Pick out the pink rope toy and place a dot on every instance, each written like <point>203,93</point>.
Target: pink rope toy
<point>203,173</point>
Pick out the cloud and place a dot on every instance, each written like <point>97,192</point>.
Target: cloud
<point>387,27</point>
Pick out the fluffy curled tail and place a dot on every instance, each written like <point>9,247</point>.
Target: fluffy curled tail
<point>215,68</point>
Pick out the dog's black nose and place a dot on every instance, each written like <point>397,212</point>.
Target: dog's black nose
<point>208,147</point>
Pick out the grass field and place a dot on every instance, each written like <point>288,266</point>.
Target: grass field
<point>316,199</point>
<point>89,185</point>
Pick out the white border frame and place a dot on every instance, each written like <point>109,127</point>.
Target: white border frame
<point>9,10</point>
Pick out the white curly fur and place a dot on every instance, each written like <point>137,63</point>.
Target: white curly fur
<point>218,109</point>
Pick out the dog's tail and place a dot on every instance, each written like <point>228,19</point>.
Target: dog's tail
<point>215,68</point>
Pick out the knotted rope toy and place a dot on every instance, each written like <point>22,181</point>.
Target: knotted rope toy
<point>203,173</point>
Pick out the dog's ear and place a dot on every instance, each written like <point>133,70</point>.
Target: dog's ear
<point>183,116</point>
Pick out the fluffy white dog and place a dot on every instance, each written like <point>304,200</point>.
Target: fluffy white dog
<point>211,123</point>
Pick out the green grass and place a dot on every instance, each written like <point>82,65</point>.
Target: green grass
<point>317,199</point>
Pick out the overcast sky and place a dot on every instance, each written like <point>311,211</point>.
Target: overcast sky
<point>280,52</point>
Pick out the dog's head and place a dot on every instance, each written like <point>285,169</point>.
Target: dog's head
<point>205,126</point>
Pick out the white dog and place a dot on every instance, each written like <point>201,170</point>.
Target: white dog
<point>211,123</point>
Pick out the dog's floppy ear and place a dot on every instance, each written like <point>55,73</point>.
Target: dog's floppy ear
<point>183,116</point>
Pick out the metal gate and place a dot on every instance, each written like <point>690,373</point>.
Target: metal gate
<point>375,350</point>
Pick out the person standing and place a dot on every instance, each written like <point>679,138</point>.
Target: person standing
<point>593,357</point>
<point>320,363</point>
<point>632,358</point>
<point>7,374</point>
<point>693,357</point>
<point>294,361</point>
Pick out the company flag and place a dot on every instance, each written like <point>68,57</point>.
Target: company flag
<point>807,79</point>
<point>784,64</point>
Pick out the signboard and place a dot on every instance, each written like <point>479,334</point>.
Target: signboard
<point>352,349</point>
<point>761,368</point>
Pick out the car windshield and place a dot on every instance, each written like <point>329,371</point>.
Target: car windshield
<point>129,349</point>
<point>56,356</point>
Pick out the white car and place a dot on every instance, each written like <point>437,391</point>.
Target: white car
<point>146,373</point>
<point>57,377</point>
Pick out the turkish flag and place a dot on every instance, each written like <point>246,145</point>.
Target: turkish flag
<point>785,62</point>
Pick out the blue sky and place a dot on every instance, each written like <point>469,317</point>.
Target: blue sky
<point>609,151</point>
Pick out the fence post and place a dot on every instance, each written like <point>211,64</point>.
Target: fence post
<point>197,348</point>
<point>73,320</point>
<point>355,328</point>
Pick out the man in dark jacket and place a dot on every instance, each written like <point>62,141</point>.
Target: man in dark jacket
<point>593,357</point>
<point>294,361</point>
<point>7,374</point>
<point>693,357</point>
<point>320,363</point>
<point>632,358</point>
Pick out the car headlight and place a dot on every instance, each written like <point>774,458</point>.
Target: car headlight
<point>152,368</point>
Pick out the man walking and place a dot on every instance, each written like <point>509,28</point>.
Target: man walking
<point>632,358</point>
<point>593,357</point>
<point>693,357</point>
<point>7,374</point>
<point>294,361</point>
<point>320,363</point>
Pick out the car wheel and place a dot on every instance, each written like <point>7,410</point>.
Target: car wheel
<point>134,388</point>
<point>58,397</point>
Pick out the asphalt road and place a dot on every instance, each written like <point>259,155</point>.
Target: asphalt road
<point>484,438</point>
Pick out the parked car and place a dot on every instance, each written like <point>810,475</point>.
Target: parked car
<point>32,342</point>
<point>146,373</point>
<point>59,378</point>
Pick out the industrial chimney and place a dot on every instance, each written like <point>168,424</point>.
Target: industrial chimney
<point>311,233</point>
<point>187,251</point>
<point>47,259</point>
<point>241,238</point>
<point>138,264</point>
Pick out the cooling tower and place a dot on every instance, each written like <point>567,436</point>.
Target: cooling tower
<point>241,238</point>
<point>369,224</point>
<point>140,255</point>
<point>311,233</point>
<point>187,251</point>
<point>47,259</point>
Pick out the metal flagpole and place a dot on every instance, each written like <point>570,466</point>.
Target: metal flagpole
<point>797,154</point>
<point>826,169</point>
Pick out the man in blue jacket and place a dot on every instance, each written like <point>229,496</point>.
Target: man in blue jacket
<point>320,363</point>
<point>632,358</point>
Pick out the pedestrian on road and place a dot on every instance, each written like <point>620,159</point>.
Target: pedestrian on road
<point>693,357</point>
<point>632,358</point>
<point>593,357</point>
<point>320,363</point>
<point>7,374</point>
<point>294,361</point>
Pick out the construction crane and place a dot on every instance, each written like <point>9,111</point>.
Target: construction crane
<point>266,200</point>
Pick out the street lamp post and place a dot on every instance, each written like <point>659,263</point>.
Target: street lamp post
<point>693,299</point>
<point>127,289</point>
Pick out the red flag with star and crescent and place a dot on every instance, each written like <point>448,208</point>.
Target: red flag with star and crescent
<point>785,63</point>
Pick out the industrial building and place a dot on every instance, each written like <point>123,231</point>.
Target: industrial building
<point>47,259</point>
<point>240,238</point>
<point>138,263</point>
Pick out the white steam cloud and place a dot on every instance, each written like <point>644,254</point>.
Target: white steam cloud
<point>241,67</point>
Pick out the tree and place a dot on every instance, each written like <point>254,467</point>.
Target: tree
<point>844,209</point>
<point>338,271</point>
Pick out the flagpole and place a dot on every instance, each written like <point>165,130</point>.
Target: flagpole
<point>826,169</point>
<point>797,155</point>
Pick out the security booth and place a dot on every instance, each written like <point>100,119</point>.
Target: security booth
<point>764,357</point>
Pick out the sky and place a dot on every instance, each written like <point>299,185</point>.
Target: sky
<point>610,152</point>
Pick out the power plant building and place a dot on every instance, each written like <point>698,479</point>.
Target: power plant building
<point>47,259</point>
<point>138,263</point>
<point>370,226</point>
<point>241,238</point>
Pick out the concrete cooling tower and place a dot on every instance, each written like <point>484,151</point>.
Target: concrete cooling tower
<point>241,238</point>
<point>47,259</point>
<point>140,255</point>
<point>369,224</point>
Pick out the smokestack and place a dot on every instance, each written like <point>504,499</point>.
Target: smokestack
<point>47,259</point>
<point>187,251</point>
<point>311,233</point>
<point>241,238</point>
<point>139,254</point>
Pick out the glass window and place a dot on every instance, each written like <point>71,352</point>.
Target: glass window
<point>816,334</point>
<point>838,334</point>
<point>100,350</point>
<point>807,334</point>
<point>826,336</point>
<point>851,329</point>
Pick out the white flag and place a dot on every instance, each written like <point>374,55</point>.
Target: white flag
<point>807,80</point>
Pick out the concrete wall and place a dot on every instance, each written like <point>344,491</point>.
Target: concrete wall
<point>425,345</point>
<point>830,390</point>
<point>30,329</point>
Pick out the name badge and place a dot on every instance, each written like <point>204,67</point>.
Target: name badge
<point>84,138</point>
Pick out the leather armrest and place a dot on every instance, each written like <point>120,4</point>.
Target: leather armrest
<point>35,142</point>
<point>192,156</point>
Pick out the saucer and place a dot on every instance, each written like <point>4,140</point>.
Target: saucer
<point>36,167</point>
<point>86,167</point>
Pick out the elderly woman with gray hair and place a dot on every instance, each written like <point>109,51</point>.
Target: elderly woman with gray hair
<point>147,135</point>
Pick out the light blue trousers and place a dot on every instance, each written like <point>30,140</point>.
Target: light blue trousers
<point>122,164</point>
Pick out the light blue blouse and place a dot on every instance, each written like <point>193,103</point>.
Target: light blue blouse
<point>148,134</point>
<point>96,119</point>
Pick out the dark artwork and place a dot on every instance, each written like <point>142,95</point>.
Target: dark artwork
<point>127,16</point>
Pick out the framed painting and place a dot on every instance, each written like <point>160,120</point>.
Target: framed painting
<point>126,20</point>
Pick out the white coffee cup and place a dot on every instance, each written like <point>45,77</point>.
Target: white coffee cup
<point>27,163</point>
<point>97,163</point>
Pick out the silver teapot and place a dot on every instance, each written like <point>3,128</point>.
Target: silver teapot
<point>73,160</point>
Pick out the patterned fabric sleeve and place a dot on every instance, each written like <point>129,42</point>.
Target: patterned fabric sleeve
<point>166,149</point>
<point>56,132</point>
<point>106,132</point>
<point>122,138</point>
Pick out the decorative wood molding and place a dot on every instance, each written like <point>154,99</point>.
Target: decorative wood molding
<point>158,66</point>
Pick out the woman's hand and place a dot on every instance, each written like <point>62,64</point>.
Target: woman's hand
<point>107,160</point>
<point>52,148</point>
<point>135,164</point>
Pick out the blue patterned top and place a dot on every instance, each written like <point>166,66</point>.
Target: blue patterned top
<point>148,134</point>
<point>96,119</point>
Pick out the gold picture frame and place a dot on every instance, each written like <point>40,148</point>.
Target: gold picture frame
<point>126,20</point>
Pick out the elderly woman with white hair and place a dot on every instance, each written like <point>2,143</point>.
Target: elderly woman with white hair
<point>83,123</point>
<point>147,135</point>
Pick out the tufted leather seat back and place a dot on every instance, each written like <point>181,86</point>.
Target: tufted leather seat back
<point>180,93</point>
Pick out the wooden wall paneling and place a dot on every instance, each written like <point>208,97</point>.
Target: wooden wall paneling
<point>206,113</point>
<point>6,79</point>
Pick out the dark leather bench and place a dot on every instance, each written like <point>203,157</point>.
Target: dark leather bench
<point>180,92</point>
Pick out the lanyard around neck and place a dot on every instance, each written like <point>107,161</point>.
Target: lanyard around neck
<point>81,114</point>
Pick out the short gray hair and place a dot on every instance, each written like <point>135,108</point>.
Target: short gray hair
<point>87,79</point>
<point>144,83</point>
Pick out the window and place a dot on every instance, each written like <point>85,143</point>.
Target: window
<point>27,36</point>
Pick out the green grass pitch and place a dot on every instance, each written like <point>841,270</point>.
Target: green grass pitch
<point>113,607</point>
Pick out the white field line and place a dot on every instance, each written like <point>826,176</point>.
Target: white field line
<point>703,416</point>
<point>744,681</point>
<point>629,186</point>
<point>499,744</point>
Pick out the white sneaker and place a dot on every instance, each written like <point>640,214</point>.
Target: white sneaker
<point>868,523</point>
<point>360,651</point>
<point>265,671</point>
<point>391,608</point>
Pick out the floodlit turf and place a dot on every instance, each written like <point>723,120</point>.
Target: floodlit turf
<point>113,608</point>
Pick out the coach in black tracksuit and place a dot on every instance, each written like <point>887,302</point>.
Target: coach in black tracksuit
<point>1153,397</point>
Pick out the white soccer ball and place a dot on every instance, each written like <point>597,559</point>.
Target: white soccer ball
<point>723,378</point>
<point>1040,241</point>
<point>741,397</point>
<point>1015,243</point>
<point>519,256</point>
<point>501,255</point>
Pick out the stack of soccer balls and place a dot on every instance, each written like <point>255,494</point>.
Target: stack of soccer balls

***

■ **WORK INSTRUCTIONS**
Keep both end lines and retype everything in the records above from the line containing "Target: fluffy curled tail" through the line containing "Pick out the grass", exactly, with nothing else.

■ **PROBLEM SOLUTION**
Target: fluffy curled tail
<point>215,68</point>
Pick out the dog's black nose and place a dot on every instance, each written like <point>397,212</point>.
Target: dog's black nose
<point>208,147</point>
Pick out the grass field and place a dot on every instance, each written like <point>288,266</point>.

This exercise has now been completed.